§ TASK
Turn everything from the beginning of the data below down to the line containing "left=572, top=523, right=1199, bottom=680" into a numbered list, skipping blank lines and leaving the pictures out.

[Items from a data source]
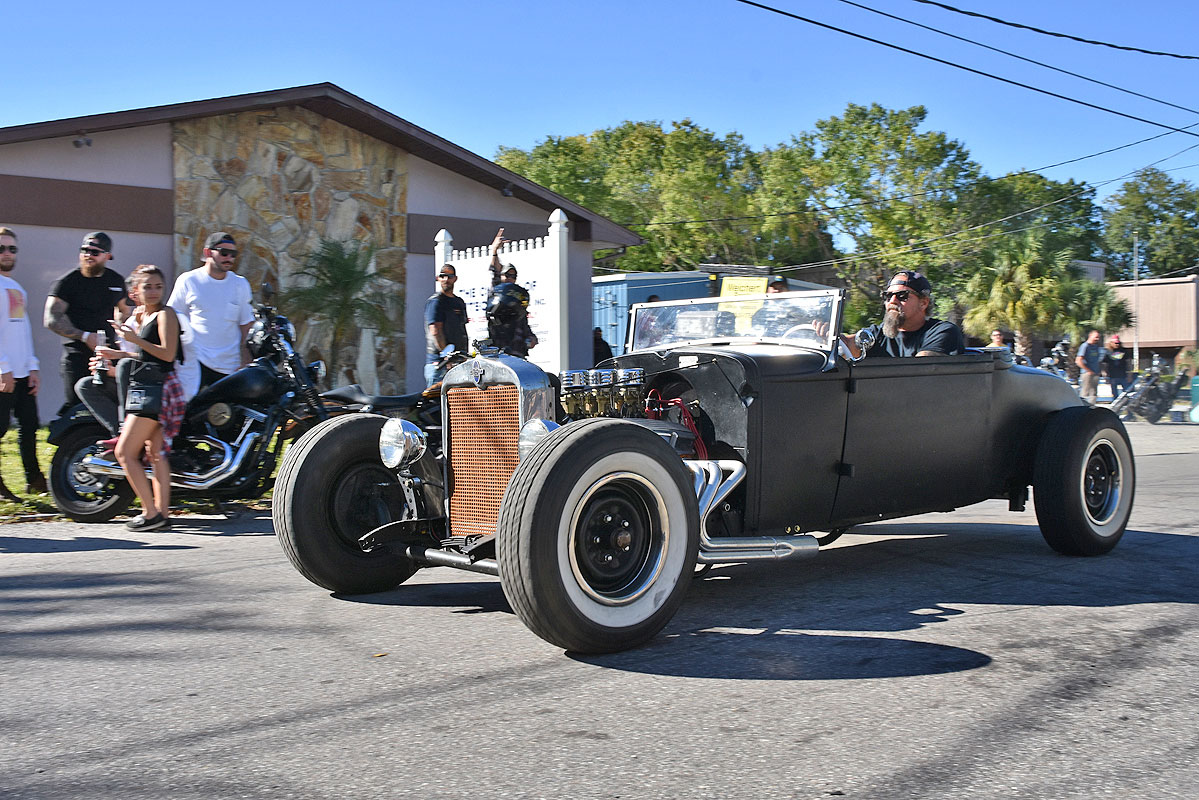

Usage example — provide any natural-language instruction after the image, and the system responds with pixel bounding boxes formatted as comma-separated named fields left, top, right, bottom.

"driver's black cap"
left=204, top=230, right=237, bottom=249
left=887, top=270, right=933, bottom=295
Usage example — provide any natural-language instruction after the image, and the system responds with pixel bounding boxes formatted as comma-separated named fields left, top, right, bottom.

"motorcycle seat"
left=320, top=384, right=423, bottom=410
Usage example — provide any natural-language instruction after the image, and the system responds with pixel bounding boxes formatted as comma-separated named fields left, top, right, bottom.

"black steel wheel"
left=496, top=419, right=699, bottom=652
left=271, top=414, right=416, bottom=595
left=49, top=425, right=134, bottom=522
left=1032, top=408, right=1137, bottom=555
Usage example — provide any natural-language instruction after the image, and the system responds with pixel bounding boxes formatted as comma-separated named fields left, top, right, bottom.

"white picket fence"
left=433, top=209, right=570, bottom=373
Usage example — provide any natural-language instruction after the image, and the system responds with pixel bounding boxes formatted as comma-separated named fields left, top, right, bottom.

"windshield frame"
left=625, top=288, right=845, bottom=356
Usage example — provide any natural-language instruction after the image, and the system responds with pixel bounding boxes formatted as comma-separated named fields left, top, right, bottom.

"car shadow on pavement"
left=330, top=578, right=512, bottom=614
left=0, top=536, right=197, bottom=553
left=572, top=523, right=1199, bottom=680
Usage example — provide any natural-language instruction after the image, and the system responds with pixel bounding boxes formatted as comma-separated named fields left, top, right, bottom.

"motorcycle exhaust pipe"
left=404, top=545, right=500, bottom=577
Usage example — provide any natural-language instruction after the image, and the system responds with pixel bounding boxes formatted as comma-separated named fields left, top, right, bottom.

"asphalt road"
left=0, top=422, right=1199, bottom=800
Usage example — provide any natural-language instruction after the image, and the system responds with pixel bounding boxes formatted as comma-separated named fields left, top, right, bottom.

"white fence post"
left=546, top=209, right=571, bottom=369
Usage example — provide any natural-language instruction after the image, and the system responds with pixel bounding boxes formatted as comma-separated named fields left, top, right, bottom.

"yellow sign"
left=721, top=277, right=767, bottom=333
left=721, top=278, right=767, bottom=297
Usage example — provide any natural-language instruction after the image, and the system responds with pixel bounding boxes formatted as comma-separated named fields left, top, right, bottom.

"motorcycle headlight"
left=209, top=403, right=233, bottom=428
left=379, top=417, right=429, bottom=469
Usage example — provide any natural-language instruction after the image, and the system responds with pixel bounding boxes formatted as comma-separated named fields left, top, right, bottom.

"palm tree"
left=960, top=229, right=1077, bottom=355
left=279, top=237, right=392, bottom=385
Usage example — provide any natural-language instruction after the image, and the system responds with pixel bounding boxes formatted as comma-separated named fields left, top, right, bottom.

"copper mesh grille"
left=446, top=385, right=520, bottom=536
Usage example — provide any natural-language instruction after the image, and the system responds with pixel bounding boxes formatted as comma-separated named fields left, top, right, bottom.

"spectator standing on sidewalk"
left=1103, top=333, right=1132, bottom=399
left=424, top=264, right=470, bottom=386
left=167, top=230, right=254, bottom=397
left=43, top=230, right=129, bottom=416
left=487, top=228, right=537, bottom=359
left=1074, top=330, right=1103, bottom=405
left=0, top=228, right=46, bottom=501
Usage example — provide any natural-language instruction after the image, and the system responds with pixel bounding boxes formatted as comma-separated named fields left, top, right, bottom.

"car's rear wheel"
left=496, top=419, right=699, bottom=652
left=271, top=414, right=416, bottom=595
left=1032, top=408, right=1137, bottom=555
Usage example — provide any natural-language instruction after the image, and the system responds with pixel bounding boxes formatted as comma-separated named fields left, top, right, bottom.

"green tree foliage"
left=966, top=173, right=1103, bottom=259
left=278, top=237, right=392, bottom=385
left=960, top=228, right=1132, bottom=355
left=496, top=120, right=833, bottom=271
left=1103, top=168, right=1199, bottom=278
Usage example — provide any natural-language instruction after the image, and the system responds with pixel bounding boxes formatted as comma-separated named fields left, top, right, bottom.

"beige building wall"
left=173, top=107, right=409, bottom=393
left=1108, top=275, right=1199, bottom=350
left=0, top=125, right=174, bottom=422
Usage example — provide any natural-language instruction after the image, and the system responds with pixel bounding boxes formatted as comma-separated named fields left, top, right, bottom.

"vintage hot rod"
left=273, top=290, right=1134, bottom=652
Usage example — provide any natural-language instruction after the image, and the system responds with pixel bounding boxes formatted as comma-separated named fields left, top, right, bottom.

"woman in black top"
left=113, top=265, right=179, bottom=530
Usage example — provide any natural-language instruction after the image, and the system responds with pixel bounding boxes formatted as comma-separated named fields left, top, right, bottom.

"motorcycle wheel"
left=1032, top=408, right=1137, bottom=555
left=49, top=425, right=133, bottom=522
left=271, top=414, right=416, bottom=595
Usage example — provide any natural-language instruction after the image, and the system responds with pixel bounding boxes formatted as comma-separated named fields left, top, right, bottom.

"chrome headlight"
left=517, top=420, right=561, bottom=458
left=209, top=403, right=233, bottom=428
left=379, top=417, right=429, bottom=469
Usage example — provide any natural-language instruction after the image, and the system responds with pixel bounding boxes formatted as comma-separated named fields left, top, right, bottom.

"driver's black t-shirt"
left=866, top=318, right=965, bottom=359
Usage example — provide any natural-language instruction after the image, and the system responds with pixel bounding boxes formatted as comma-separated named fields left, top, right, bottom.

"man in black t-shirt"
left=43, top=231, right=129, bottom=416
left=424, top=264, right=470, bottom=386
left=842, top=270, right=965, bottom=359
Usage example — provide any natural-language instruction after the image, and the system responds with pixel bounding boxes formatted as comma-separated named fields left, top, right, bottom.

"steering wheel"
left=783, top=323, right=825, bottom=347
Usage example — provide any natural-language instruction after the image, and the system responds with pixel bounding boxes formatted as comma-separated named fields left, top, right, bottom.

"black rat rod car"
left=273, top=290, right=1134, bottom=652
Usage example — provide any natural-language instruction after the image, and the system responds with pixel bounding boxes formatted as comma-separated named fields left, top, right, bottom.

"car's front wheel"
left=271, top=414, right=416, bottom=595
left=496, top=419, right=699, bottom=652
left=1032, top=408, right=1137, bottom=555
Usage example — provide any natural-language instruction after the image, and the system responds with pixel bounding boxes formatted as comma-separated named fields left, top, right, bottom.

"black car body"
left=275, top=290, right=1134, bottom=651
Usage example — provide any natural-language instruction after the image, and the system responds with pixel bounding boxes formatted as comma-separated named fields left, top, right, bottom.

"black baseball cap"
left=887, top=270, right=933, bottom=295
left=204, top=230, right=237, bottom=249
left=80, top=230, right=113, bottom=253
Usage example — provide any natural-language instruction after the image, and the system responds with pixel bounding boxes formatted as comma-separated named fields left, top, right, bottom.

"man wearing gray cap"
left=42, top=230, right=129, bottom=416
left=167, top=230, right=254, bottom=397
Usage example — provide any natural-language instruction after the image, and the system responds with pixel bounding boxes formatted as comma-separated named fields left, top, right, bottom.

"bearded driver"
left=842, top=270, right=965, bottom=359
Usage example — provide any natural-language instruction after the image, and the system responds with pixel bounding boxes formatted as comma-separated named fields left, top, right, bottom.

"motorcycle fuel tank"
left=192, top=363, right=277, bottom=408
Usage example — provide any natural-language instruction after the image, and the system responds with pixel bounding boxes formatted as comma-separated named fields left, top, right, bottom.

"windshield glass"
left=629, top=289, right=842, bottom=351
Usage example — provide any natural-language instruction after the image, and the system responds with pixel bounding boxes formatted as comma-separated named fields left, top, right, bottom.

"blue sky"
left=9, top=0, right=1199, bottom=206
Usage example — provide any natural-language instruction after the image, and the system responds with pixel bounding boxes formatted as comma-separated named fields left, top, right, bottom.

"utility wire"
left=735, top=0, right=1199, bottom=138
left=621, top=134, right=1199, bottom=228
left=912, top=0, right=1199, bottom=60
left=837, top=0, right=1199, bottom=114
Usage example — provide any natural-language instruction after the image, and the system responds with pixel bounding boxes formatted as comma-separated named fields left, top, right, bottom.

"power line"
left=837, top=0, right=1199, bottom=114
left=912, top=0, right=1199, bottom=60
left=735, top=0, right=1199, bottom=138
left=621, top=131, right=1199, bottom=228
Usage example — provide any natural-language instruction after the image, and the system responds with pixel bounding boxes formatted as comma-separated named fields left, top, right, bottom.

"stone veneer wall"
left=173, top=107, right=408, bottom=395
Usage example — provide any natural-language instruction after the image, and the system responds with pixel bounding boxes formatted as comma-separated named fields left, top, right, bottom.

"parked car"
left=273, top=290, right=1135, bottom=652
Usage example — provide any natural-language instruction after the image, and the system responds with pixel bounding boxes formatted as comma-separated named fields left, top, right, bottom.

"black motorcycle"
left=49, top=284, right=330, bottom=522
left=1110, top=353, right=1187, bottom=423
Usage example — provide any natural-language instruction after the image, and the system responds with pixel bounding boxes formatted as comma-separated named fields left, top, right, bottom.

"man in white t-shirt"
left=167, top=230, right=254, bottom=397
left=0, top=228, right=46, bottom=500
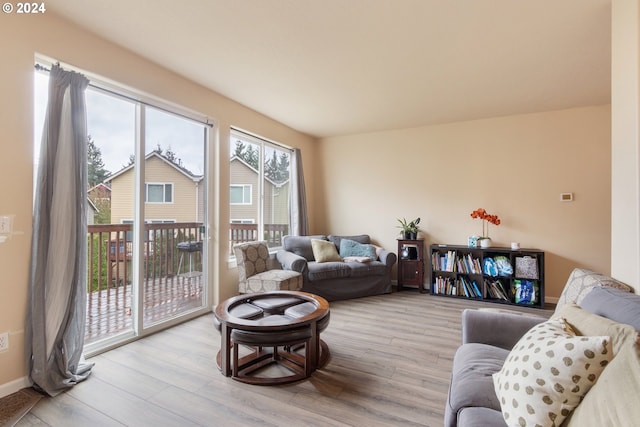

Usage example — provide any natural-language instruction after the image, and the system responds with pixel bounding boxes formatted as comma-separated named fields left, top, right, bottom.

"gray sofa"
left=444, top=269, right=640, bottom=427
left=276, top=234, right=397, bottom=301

§ OUTPUT
1. Usage example — provide any natural-language instruction after the image, and the system responds with pixel bounding boxes formatted as comma-separated named fields left, top, right, bottom.
2. "driver's black cap"
3. left=204, top=230, right=237, bottom=249
4. left=887, top=270, right=933, bottom=295
5. Usage example — provide any natural-language instruction after the image, and the system responds with pixel bounding boxes formatted as comma-separated named fields left, top, right, bottom.
6. "motorcycle seat"
7. left=320, top=384, right=423, bottom=410
8. Usage example — provide any natural-language instruction after the image, and the system responds with pixel bounding boxes formatted as comma-separated named fields left, top, right, bottom.
9. "black steel wheel"
10. left=496, top=419, right=699, bottom=652
11. left=271, top=414, right=416, bottom=595
12. left=49, top=425, right=134, bottom=522
13. left=1032, top=408, right=1137, bottom=555
14. Usage example — provide any natural-language instruction after the image, and the system responds with pixel bounding boxes formatted as comma-separated named fields left, top, right, bottom.
15. "white picket fence"
16. left=433, top=209, right=570, bottom=373
17. Usage example — provide any natural-language instruction after the image, and the system responds with pixel bounding boxes formatted as comma-separated named fields left, top, right, bottom.
18. "windshield frame"
19. left=625, top=288, right=845, bottom=356
20. Usage example — provide any natural-language instruction after the image, and the system responds with pixel bounding boxes formatted as comma-separated named fields left, top, right, bottom.
21. "car shadow on pavement"
22. left=330, top=578, right=512, bottom=614
23. left=0, top=536, right=197, bottom=553
24. left=572, top=523, right=1199, bottom=680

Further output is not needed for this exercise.